Each record is to be transcribed exactly.

> RECORDS PROVIDED
———
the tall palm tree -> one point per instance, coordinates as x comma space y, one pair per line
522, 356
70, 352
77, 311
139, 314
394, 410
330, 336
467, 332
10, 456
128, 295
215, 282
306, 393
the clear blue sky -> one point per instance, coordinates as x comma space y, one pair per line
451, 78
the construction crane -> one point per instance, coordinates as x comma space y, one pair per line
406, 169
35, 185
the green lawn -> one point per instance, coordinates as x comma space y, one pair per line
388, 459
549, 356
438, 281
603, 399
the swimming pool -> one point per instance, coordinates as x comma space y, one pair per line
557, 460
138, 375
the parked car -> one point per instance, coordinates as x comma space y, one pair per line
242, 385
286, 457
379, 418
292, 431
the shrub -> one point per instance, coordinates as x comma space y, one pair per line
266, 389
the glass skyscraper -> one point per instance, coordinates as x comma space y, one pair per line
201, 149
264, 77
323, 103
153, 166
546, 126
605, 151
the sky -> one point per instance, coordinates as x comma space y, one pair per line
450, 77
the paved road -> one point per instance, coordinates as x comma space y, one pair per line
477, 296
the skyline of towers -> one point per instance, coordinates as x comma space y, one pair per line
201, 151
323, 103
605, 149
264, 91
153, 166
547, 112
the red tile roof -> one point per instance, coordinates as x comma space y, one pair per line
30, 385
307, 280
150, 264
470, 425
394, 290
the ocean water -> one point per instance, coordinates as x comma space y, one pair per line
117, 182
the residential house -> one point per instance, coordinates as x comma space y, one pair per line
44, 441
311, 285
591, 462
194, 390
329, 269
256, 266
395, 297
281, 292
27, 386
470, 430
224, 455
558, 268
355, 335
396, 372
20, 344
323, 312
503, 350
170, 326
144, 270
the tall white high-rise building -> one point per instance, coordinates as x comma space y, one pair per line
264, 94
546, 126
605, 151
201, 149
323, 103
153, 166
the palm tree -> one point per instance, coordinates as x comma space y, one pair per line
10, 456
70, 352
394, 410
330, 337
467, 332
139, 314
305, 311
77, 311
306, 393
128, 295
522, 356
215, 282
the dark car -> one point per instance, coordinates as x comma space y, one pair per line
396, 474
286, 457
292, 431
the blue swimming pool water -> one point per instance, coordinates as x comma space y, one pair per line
———
> OUTPUT OF THE EXERCISE
the tall palm tree -> one point per instance, coordinates as x comma space y, one pair per line
522, 356
70, 352
77, 311
139, 314
394, 410
330, 336
467, 332
10, 456
128, 295
215, 282
306, 393
the clear blue sky -> one point per instance, coordinates as x comma space y, one pair per line
451, 78
the construction crane -> one point per instance, coordinates as x comma space y, one pair per line
406, 169
35, 185
the green lawn -> one point per instance, coordinates as x comma space y, one pair per line
388, 459
549, 356
438, 281
603, 399
the swimming pool -> one point per instance, coordinates as x comma space y, one pair per line
557, 460
138, 375
the parked car -> one point per instance, coordinates as x comma space y, one pair per line
242, 385
286, 457
379, 418
292, 431
the shrub -> one point per instance, coordinates as x comma space y, one pair per line
266, 389
the glass skyscraper -> one point per instance, coordinates as x comma space y, one pair per line
201, 149
264, 77
323, 103
153, 166
546, 126
605, 151
the sky -> one point per instance, coordinates as x comma space y, one pair per line
450, 77
the paved road -> one point per instance, coordinates as x comma space y, one pair per line
477, 296
the skyline of towers -> one point per instance, coordinates as x comma space y, one pair per line
201, 151
323, 103
605, 149
264, 91
153, 166
547, 112
the red tile roof -> one point per instance, coordinates as x comma space y, one pair per line
30, 385
307, 280
150, 264
470, 425
394, 290
the ocean water -> one point per instance, coordinates as x comma space y, one pair per line
117, 182
the residential house -> one point per instance, coordinates as x comma space y, one pair per line
44, 441
311, 285
591, 462
194, 390
329, 269
256, 266
395, 297
281, 292
27, 386
470, 430
224, 455
558, 268
355, 335
396, 372
20, 344
323, 312
503, 350
170, 326
144, 270
the tall white high-rise building -> one point per instance, coordinates as x comma space y, one pair per line
264, 94
546, 126
605, 151
201, 149
323, 103
153, 166
the palm tree -> one point per instance, coordinates as x comma space y, one pair per line
10, 456
70, 352
394, 410
330, 337
467, 332
139, 314
305, 311
77, 311
306, 393
128, 295
522, 356
215, 282
the dark car -> one point per instance, coordinates as x comma space y, one pair per line
396, 474
286, 457
292, 431
the blue swimming pool water -> one point per instance, coordinates as x comma space y, one pair per line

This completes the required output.